start EXCERPT PROVIDED
Now, I put some of that down to Koeman instructing them not to take stupid chances unnecessarily, which I'm all for (as we lost too many goals previously due to this), and I put some of it down to individual player confidence, and concern over making a crucial mistake, so they take the safe option - again, see some of City's horrendous risk-taking when we played them.

I did some stats collation on this recently, which I'll post up here later, on long ball frequency, and by and large it's been consistent at around 5-6% of our completed passes and around 10-11% of the attempted passes (from memory - that could be wrong); the notable exceptions have been Liverpool and Man City (both Games).

It should also be said, that we have, at times, played some ace stuff this season, which I would expect to increase, if we continue our good run, and our players gain a bit of confidence.

I agree that there's lots of good signs right now, and it's nice to read some posts that don't paint the issues in black and white. player confidence in whatever tactic plays a part.
end EXCERPT PROVIDED
(WRITTEN EXERCISE A) Why does the football excerpt welcome Koeman telling the players not to take stupid chances unnecessarily? Answer in one to three sentences.
(WRITTEN EXERCISE B) Repeat the passage of the football excerpt from "I did some stats" to "City (both Games).", word for word.
(WRITTEN EXERCISE C)
Answer these questions from the football excerpt:
(i) Which opponents are named as the notable exceptions to the long ball figures?
(ii) Roughly what share of completed passes have been long balls?
(iii) What does the writer expect to increase if the good run continues and the players gain confidence?
start RECORDS SUPPLIED
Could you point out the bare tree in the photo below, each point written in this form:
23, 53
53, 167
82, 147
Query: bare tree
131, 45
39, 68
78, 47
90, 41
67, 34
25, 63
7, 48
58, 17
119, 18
end RECORDS SUPPLIED
(RESULT A) The writer supports it because the team had previously lost too many goals by taking such chances.

(RESULT B)
I did some stats collation on this recently, which I'll post up here later, on long ball frequency, and by and large it's been consistent at around 5-6% of our completed passes and around 10-11% of the attempted passes (from memory - that could be wrong); the notable exceptions have been Liverpool and Man City (both Games).

(RESULT C)
(i) Liverpool and Man City
(ii) Around 5-6%
(iii) Playing some ace stuff